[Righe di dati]
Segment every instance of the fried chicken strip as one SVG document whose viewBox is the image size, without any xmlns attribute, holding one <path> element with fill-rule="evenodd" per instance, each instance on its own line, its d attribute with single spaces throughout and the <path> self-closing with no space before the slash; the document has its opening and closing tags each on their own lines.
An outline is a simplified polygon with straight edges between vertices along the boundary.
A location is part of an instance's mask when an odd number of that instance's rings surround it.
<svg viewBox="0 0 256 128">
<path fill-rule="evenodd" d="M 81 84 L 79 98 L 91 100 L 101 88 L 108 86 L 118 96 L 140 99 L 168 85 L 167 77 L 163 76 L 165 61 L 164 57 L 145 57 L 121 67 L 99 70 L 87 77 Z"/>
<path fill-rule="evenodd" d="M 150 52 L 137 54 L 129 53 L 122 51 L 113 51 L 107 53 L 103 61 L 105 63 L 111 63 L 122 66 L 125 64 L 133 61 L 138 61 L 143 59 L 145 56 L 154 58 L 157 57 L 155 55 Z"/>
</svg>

Compito -
Duplica tutte le righe del materiale qui sopra, senza cambiare nulla.

Compito svolto -
Segment every instance of the fried chicken strip as one SVG document whose viewBox is the image size, without any xmlns attribute, holding one <path> element with fill-rule="evenodd" per instance, each instance on its own line, its d attribute with single spaces throughout and the <path> self-closing with no space before the slash; the document has its opening and closing tags each on their own lines.
An outline is a simplified polygon with straight edges between vertices along the boundary.
A location is part of an instance's mask when an odd number of that instance's rings surround it.
<svg viewBox="0 0 256 128">
<path fill-rule="evenodd" d="M 81 84 L 79 98 L 91 100 L 101 88 L 108 86 L 118 96 L 140 99 L 168 85 L 167 77 L 163 76 L 165 61 L 164 57 L 145 57 L 121 67 L 99 70 L 87 77 Z"/>
<path fill-rule="evenodd" d="M 150 52 L 137 54 L 129 53 L 122 51 L 113 51 L 107 53 L 103 61 L 105 63 L 111 63 L 122 66 L 125 64 L 133 61 L 138 61 L 143 59 L 145 56 L 154 58 L 157 57 L 155 55 Z"/>
</svg>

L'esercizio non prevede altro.